提示された行:
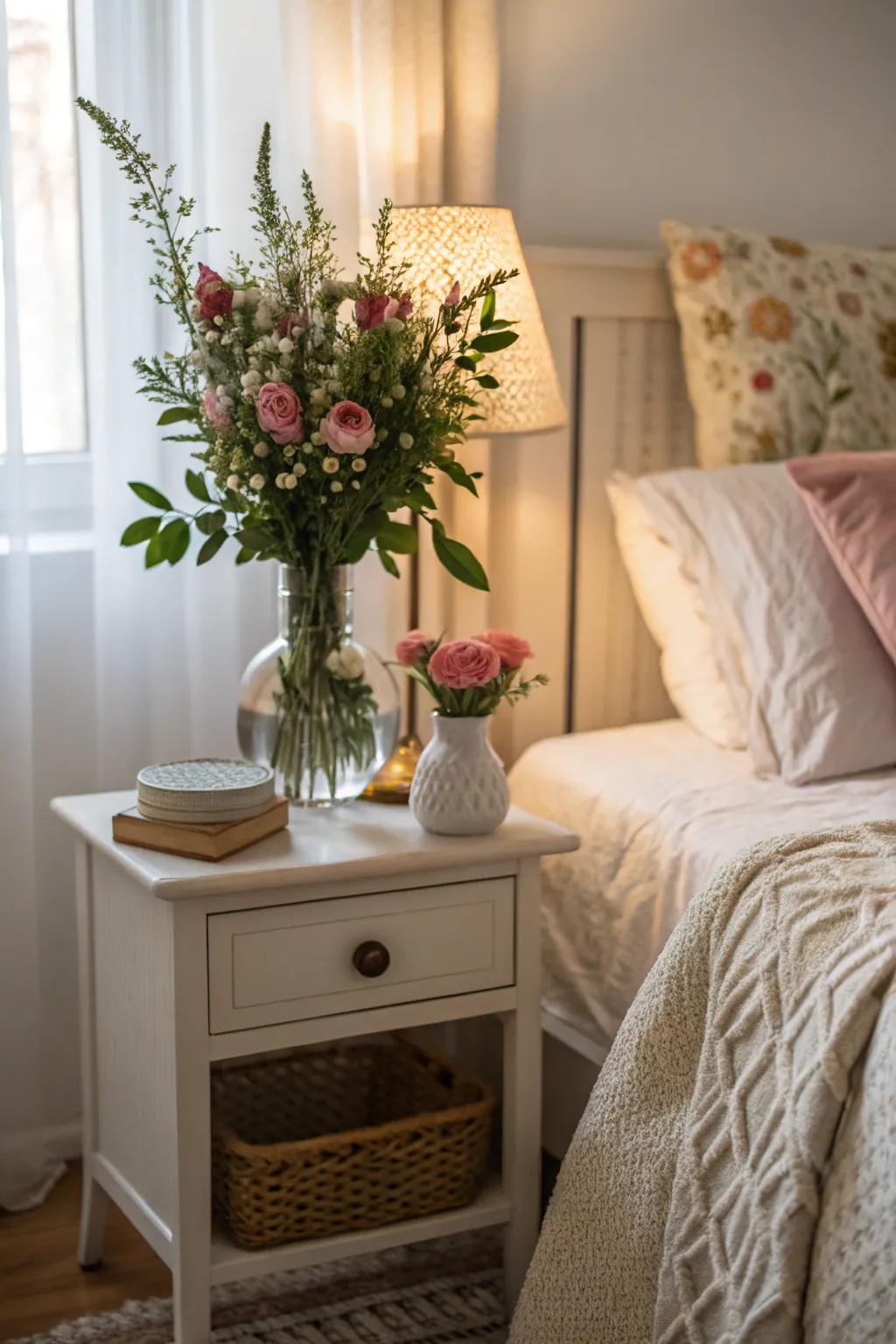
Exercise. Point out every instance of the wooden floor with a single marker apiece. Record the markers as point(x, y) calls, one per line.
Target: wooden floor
point(40, 1284)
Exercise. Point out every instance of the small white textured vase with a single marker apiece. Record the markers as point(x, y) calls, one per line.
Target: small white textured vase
point(459, 788)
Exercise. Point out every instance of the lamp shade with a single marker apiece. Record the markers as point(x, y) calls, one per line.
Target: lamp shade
point(444, 243)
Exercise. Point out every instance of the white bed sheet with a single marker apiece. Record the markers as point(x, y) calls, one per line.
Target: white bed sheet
point(659, 809)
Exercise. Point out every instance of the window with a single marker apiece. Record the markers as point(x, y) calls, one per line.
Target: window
point(40, 237)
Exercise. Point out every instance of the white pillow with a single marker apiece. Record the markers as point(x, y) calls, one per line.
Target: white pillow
point(673, 612)
point(793, 642)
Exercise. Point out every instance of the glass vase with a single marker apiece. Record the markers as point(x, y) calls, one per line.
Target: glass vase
point(315, 704)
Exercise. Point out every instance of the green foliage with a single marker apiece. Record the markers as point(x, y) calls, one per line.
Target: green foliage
point(150, 495)
point(459, 561)
point(140, 531)
point(284, 320)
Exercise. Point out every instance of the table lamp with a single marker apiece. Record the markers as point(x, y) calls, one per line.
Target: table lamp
point(442, 245)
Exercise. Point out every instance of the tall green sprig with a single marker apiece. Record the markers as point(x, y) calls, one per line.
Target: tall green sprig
point(296, 255)
point(150, 207)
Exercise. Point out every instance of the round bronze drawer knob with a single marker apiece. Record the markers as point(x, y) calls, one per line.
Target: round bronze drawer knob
point(371, 960)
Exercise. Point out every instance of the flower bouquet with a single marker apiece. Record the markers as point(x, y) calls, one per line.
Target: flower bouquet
point(459, 787)
point(318, 408)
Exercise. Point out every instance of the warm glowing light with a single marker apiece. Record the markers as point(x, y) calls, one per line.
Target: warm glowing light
point(464, 242)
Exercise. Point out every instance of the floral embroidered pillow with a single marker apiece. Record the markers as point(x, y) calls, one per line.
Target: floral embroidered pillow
point(788, 347)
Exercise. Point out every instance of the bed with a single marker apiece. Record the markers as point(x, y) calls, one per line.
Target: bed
point(659, 808)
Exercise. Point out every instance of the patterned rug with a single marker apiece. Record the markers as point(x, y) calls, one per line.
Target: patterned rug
point(449, 1292)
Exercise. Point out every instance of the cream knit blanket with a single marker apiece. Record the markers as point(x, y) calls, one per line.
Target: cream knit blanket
point(688, 1203)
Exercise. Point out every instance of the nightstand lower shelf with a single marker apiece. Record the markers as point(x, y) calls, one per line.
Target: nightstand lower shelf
point(230, 1263)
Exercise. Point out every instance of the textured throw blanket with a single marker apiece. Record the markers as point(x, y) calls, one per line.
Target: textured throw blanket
point(708, 1196)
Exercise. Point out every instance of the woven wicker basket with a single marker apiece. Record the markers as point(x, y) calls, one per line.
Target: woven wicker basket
point(339, 1138)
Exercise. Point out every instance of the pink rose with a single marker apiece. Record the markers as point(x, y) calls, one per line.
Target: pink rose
point(509, 648)
point(411, 648)
point(280, 411)
point(373, 311)
point(348, 428)
point(289, 320)
point(462, 663)
point(215, 296)
point(215, 411)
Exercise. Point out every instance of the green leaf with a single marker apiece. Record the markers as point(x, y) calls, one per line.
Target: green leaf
point(155, 553)
point(489, 341)
point(459, 476)
point(211, 546)
point(175, 539)
point(211, 521)
point(396, 536)
point(359, 542)
point(388, 562)
point(459, 562)
point(140, 531)
point(150, 495)
point(254, 538)
point(196, 486)
point(235, 503)
point(176, 413)
point(355, 549)
point(418, 499)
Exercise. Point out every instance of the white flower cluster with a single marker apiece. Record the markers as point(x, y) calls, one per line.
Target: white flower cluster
point(346, 663)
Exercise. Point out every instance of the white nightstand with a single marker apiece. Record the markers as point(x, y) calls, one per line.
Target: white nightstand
point(186, 962)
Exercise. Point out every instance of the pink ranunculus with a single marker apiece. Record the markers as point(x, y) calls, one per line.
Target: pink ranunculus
point(215, 411)
point(289, 320)
point(509, 648)
point(280, 413)
point(462, 663)
point(348, 428)
point(215, 296)
point(371, 311)
point(411, 647)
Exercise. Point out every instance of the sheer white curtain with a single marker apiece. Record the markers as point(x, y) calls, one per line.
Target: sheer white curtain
point(102, 666)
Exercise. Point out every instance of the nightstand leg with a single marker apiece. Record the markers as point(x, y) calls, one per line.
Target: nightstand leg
point(93, 1219)
point(93, 1196)
point(522, 1135)
point(191, 1265)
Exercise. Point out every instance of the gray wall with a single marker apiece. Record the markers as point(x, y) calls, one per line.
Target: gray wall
point(773, 115)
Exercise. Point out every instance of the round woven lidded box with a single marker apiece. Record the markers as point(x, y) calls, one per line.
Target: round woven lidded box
point(205, 790)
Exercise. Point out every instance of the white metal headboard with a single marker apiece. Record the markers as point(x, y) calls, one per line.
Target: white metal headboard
point(555, 566)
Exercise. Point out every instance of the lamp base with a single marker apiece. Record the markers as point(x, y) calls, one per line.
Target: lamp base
point(394, 779)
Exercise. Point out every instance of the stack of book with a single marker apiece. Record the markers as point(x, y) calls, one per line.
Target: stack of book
point(202, 809)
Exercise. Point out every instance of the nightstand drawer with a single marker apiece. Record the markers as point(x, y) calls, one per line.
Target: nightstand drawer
point(288, 962)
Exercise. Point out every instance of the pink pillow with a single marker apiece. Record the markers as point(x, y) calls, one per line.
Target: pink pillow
point(852, 501)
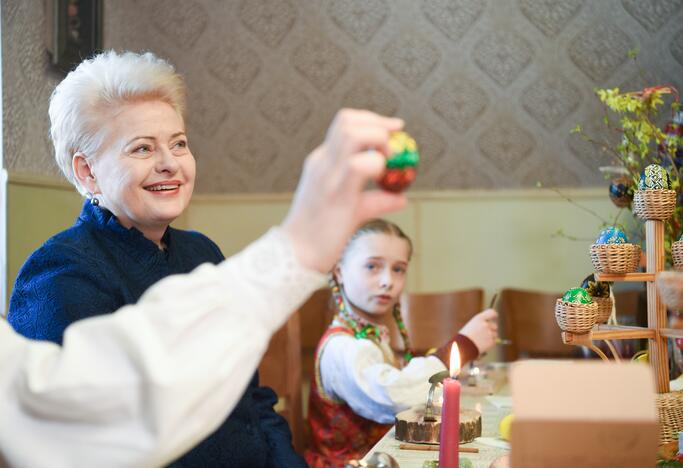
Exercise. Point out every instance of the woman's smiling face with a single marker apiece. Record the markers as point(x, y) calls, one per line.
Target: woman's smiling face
point(145, 171)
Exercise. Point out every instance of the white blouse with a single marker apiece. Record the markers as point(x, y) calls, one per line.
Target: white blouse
point(355, 371)
point(144, 385)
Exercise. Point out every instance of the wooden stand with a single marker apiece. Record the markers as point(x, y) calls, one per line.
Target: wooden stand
point(656, 331)
point(411, 426)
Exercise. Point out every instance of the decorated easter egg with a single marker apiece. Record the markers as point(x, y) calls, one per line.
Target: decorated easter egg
point(621, 191)
point(595, 288)
point(612, 235)
point(401, 164)
point(577, 296)
point(654, 177)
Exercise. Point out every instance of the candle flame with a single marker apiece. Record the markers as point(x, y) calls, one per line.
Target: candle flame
point(455, 360)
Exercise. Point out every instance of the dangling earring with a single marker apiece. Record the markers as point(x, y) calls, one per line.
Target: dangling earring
point(94, 201)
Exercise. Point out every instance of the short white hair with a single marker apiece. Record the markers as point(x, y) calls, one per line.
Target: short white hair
point(90, 95)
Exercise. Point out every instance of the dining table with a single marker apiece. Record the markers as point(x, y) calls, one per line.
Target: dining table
point(493, 406)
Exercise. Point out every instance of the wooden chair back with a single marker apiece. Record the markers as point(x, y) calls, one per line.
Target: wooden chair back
point(434, 318)
point(280, 369)
point(528, 320)
point(315, 316)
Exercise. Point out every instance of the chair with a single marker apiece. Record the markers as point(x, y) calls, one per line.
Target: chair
point(315, 316)
point(287, 365)
point(528, 320)
point(434, 318)
point(280, 369)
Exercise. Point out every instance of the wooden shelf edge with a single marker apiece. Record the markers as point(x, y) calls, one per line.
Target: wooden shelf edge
point(608, 332)
point(671, 332)
point(627, 277)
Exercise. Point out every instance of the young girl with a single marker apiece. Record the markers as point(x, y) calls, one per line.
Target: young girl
point(360, 382)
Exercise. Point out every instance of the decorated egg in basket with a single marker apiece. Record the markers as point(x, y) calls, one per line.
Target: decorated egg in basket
point(612, 235)
point(577, 296)
point(595, 288)
point(654, 177)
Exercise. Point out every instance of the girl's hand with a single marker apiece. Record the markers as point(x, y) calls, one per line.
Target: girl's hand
point(482, 329)
point(331, 201)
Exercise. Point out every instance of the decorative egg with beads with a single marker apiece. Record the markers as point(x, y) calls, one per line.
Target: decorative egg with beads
point(612, 235)
point(577, 296)
point(595, 288)
point(621, 191)
point(654, 177)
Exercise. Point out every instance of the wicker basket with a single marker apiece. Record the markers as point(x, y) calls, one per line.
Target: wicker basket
point(604, 308)
point(615, 258)
point(677, 254)
point(670, 284)
point(575, 318)
point(670, 411)
point(654, 204)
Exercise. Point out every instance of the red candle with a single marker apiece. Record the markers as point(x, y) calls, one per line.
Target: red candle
point(450, 415)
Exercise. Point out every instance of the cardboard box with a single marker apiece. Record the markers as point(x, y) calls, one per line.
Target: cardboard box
point(574, 414)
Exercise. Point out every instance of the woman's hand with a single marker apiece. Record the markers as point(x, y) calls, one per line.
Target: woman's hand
point(482, 329)
point(331, 201)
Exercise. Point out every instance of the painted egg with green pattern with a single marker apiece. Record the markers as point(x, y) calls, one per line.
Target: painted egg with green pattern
point(577, 296)
point(401, 164)
point(654, 177)
point(612, 235)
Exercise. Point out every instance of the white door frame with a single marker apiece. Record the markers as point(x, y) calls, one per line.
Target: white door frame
point(3, 201)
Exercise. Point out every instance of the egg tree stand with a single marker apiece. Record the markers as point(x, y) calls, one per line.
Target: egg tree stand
point(656, 331)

指示内容: 「Exercise. Point out every instance of the window」を含む行から始め、「point(793, 642)」を含む行で終わるまでの行を、「pillow」を「cushion」に差し替えて書き直してください。ほかの部分は変えずにそのまま残してください。

課題の解答:
Exercise. Point out every instance of the window with a single marker apiece. Record the markers as point(x, y) calls, one per line.
Target: window
point(40, 237)
Exercise. Point out every instance of the white cushion with a single marker apiece. Record the markers as point(x, y) calls, one per line.
Target: white cushion
point(673, 612)
point(793, 642)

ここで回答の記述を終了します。